* _Exercise objective_: Would you please repeat the data that follows, exactly as it reads?

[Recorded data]
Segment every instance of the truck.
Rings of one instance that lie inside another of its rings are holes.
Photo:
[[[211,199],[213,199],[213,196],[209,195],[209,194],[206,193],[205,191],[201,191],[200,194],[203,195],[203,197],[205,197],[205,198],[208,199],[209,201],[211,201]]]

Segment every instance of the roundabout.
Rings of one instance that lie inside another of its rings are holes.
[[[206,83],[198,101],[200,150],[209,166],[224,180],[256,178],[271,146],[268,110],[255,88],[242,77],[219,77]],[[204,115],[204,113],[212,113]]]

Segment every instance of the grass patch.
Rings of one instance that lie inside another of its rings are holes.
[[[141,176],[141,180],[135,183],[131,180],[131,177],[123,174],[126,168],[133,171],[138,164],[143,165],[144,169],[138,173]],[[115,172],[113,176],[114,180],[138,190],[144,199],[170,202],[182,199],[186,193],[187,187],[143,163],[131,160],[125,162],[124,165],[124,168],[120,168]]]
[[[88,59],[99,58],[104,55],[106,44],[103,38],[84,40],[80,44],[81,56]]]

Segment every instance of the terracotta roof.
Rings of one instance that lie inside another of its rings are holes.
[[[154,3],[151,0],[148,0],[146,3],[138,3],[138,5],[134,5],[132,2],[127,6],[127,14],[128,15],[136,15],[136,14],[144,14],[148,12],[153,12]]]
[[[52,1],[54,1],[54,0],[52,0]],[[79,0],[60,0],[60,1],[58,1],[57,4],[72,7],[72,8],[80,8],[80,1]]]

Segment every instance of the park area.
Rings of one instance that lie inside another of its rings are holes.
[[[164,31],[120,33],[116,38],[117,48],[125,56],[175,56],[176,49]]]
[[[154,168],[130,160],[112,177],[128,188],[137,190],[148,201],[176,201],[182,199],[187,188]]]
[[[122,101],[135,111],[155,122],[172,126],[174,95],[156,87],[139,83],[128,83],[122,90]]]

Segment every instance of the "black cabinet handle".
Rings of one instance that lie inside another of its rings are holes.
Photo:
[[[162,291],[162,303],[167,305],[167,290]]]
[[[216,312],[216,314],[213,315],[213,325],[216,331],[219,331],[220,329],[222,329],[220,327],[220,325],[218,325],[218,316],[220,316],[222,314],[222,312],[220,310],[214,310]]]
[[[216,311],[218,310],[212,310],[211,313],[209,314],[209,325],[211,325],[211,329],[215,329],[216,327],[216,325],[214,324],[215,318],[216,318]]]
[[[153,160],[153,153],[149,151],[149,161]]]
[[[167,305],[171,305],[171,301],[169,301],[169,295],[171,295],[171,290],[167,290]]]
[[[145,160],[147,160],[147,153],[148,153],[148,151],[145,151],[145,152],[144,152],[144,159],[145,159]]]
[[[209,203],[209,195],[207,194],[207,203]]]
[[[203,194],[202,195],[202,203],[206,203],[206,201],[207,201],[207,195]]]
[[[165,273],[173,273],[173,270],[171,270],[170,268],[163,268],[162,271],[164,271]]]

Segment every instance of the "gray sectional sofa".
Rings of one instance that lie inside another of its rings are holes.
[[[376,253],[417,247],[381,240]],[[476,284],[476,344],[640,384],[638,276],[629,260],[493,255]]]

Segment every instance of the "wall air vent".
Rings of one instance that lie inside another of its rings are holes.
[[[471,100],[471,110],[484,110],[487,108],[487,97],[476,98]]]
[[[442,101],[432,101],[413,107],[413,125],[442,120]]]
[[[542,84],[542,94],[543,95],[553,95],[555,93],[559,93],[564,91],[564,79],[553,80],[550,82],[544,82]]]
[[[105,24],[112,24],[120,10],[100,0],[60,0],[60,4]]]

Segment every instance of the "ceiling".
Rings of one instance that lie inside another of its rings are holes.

* _Written answer_:
Segment every instance of the truck.
Rings of one instance that lie inside another of its rings are holes.
Photo:
[[[211,199],[213,199],[213,196],[209,195],[209,194],[206,193],[205,191],[201,191],[200,194],[203,195],[203,197],[205,197],[205,198],[208,199],[209,201],[211,201]]]

Segment every instance of the roundabout.
Rings of one instance that lie inside another of its rings are holes.
[[[206,83],[198,101],[200,150],[209,166],[224,180],[256,178],[271,146],[268,110],[255,88],[242,77],[219,77]],[[204,115],[204,113],[212,113]]]

Segment every instance of the grass patch.
Rings of one instance that lie inside another of its rings are holes.
[[[141,176],[141,180],[135,183],[131,180],[131,177],[123,174],[126,168],[133,171],[138,164],[143,165],[144,169],[138,173]],[[115,172],[113,176],[114,180],[138,190],[144,199],[170,202],[182,199],[186,193],[187,187],[143,163],[131,160],[125,162],[124,165],[124,168],[120,168]]]
[[[88,59],[99,58],[104,55],[106,44],[103,38],[84,40],[80,44],[81,56]]]

Segment every instance of the terracotta roof.
Rings of one instance that lie inside another of its rings are holes.
[[[154,3],[151,0],[148,0],[146,3],[138,3],[138,5],[134,5],[132,2],[127,6],[127,14],[128,15],[136,15],[136,14],[144,14],[148,12],[153,12]]]
[[[52,1],[54,1],[54,0],[52,0]],[[79,0],[60,0],[60,1],[58,1],[57,4],[72,7],[72,8],[80,8],[80,1]]]

Segment every instance of the park area.
Rings of one instance that lie inside another of its rings are holes.
[[[164,31],[120,33],[116,38],[117,48],[125,56],[175,56],[176,49]]]
[[[154,168],[130,160],[112,177],[128,188],[137,190],[148,201],[176,201],[182,199],[187,188]]]
[[[122,101],[135,111],[155,122],[172,126],[174,95],[156,87],[139,83],[128,83],[122,90]]]

Segment every instance of the "black cabinet handle".
Rings of one instance that lie inside another of its rings are holes.
Photo:
[[[162,291],[162,303],[167,305],[167,290]]]
[[[216,312],[216,314],[213,315],[213,325],[216,331],[219,331],[220,329],[222,329],[220,327],[220,325],[218,325],[218,316],[220,316],[222,314],[222,312],[220,310],[214,310]]]
[[[216,311],[218,310],[212,310],[211,313],[209,314],[209,325],[211,325],[211,329],[215,329],[216,327],[216,325],[214,324],[215,318],[216,318]]]
[[[153,160],[153,153],[149,151],[149,161]]]
[[[167,305],[171,305],[171,301],[169,301],[169,295],[171,295],[171,290],[167,290]]]
[[[145,160],[147,160],[147,153],[148,153],[148,151],[145,151],[145,152],[144,152],[144,159],[145,159]]]
[[[209,203],[209,195],[207,194],[207,203]]]
[[[203,194],[202,195],[202,203],[206,203],[206,201],[207,201],[207,195]]]
[[[165,273],[173,273],[173,270],[171,270],[170,268],[163,268],[162,271],[164,271]]]

Segment every instance of the "gray sectional sofa".
Rings of one instance that lie inside another of its rings are holes.
[[[376,253],[417,247],[381,240]],[[476,284],[476,344],[640,384],[638,276],[629,260],[493,255]]]

Segment every instance of the "wall air vent".
Rings of one instance that lie inside another of its rings are holes.
[[[471,100],[471,110],[484,110],[487,108],[487,97],[476,98]]]
[[[442,101],[432,101],[413,107],[413,125],[442,120]]]
[[[542,84],[542,94],[543,95],[553,95],[555,93],[559,93],[564,91],[564,79],[553,80],[550,82],[544,82]]]
[[[105,24],[112,24],[120,10],[100,0],[60,0],[60,4]]]

Segment every instance of the "ceiling".
Rings of one instance that lie inside another of its rings are holes.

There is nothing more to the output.